▸ **Exercise**
Revise the passage on test-driven ideologies between "The twins of" and "the program unrunnable.", inclusive, and reproduce that stretch with "development phase" swapped for "testing phase".

====== Given passage

Test-Driven ideologies
Test-Driven ideologies
The twin philosophies of [TDD]{acronym-label=”TDD” acronym-form=”singular+short”}; fail-fast versus try/catch
These two things belong together; they are seemingly opposites sides of the coin, but they are the same coin nonetheless. They may well be polar opposites and share certain aspects making it worthwhile considering them together.
The twins of fail-fast and try/catch are all about where and how you ascertain that the code is running correctly in the run-time environment during the development phase - by using assertions to make it impossible to run code that does not conform to the contract of the code, or by using exceptions to handle what happens when the rules are broken.
Crash, report, fix, repeat
Assertion driven development, where the entire system is designed to completely stop where expectations are not met. The idea behind this is to halt execution as soon as out-of-band values are encountered to force fixing the code (or the calling code) as a means to improving reliability by making the program unrunnable.

============
====== Record extracts

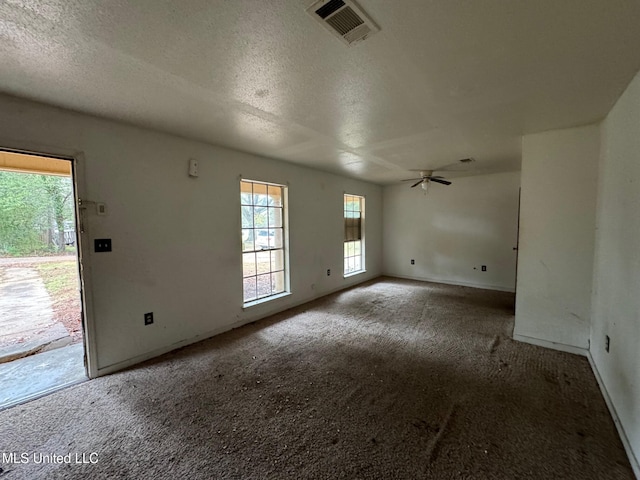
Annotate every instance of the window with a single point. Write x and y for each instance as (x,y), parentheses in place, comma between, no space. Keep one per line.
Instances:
(353,234)
(264,255)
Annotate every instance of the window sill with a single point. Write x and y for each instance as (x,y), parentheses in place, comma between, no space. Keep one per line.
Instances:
(260,301)
(353,274)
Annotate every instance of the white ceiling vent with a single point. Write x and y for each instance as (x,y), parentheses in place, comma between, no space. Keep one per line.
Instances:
(344,19)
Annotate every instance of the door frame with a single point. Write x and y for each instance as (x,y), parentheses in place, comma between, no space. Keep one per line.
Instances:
(83,246)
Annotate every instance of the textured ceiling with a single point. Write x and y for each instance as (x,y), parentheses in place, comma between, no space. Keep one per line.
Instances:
(442,80)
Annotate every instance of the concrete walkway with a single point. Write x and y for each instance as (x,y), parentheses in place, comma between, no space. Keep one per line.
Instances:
(26,315)
(32,377)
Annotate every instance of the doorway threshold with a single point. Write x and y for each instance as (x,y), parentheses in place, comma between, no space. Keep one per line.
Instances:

============

▸ **Answer to the exercise**
The twins of fail-fast and try/catch are all about where and how you ascertain that the code is running correctly in the run-time environment during the testing phase - by using assertions to make it impossible to run code that does not conform to the contract of the code, or by using exceptions to handle what happens when the rules are broken.
Crash, report, fix, repeat
Assertion driven development, where the entire system is designed to completely stop where expectations are not met. The idea behind this is to halt execution as soon as out-of-band values are encountered to force fixing the code (or the calling code) as a means to improving reliability by making the program unrunnable.